Jailbreaking LLMs' Safeguard with Universal Magic Words for Text Embedding Models
Haoyu Liang, Youran Sun, Yunfeng Cai, Jun Zhu, Bo Zhang
TL;DR
This work reveals that text-embedding outputs used in LLM safeguards concentrate in a biased region of the unit sphere and can be steered by universal magic words to manipulate text similarity. It introduces three search strategies—Brute-Force, Context-Free, and Gradient-Based—to efficiently discover single- and multi-token suffixes, and demonstrates jailbreaks on JailbreakBench, real-world chatbots, and cross-model/language transfer. The study also provides train-free defenses, notably renormalization, vocabulary cleaning, and reinitialization, that mitigate these attacks while improving downstream performance. The findings highlight a practical security risk in embedding-based safeguards and offer concrete mitigation strategies with broad implications for LLM safety and application domains.

• Data records:
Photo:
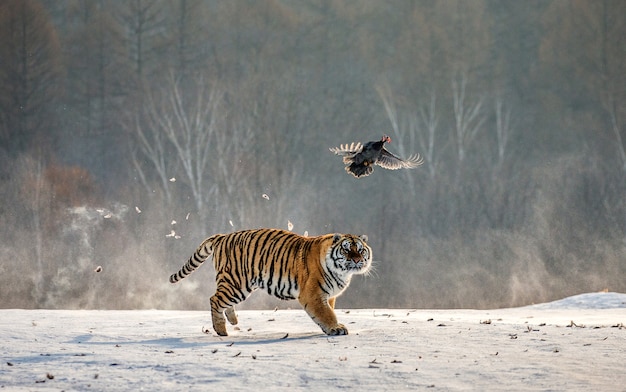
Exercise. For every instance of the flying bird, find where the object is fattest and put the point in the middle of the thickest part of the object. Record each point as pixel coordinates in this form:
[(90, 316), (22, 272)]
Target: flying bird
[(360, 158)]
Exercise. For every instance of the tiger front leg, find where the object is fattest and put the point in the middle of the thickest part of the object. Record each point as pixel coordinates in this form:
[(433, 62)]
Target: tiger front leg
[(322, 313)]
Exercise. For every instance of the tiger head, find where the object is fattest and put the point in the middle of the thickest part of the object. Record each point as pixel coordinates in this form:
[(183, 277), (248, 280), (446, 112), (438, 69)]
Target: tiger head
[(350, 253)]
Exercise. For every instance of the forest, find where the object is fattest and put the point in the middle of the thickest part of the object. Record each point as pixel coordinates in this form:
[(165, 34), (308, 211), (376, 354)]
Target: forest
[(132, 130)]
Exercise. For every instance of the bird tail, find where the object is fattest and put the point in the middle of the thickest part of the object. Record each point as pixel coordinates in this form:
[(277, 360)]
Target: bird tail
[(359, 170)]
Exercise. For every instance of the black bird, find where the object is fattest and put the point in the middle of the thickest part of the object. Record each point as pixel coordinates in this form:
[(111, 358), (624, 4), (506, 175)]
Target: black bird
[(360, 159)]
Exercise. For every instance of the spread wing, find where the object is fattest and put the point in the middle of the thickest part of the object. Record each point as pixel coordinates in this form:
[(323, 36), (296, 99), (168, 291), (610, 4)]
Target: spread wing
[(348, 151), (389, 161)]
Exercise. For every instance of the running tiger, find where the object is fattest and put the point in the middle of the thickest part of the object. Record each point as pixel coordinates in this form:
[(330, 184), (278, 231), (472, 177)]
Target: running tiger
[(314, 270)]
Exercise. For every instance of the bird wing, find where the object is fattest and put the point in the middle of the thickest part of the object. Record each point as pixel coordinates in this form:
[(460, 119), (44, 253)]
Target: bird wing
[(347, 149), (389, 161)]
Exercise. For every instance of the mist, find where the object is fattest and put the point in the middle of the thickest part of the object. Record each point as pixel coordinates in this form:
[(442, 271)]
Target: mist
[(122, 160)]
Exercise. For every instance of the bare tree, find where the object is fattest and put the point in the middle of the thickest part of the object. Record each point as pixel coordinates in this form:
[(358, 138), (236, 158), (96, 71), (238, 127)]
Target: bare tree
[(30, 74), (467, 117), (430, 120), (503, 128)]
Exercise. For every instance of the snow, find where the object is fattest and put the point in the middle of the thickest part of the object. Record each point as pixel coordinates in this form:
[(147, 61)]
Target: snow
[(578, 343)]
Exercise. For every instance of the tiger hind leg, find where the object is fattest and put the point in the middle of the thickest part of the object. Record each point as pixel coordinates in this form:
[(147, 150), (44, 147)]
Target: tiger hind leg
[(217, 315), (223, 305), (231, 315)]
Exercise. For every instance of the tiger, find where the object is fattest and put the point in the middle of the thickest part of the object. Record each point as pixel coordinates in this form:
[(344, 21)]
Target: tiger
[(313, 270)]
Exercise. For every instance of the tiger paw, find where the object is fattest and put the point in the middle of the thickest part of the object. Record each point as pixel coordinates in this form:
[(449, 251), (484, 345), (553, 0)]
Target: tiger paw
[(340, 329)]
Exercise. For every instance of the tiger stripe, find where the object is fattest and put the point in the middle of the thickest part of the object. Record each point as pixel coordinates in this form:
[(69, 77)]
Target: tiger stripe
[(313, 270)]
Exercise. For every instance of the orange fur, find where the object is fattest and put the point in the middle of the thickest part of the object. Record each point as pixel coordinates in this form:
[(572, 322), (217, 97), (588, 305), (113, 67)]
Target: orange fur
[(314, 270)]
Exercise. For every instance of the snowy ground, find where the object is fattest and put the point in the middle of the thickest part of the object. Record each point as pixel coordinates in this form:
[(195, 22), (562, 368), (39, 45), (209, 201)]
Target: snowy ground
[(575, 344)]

• Task instructions:
(1) According to the summary about universal magic words, where do text-embedding outputs used in LLM safeguards concentrate?
(2) Name every author credited on the summary about universal magic words.
(3) Pick up the summary about universal magic words after its last sentence and keep writing.

• Solved tasks:
(1) In a biased region of the unit sphere.

(2) Haoyu Liang, Youran Sun, Yunfeng Cai, Jun Zhu, Bo Zhang

(3)
Abstract
The security issue of large language models (LLMs) has gained wide attention recently, with various defense mechanisms developed to prevent harmful output, among which safeguards based on text embedding models serve as a fundamental defense. Through testing, we discover that the output distribution of text embedding models is severely biased with a large mean. Inspired by this observation, we propose novel, efficient methods to search for **universal magic words** that attack text embedding models. Universal magic words as suffixes can shift the embedding of any text towards the bias direction, thus manipulating the similarity of any text pair and misleading safeguards. Attackers can jailbreak the safeguards by appending magic words to user prompts and requiring LLMs to end answers with magic words. Experiments show that magic word attacks significantly degrade safeguard performance on JailbreakBench, cause real-world chatbots to produce harmful outputs in full-pipeline attacks, and generalize across input/output texts, models, and languages. To eradicate this security risk, we also propose defense methods against such attacks, which can correct the bias of text embeddings and improve downstream performance in a train-free manner.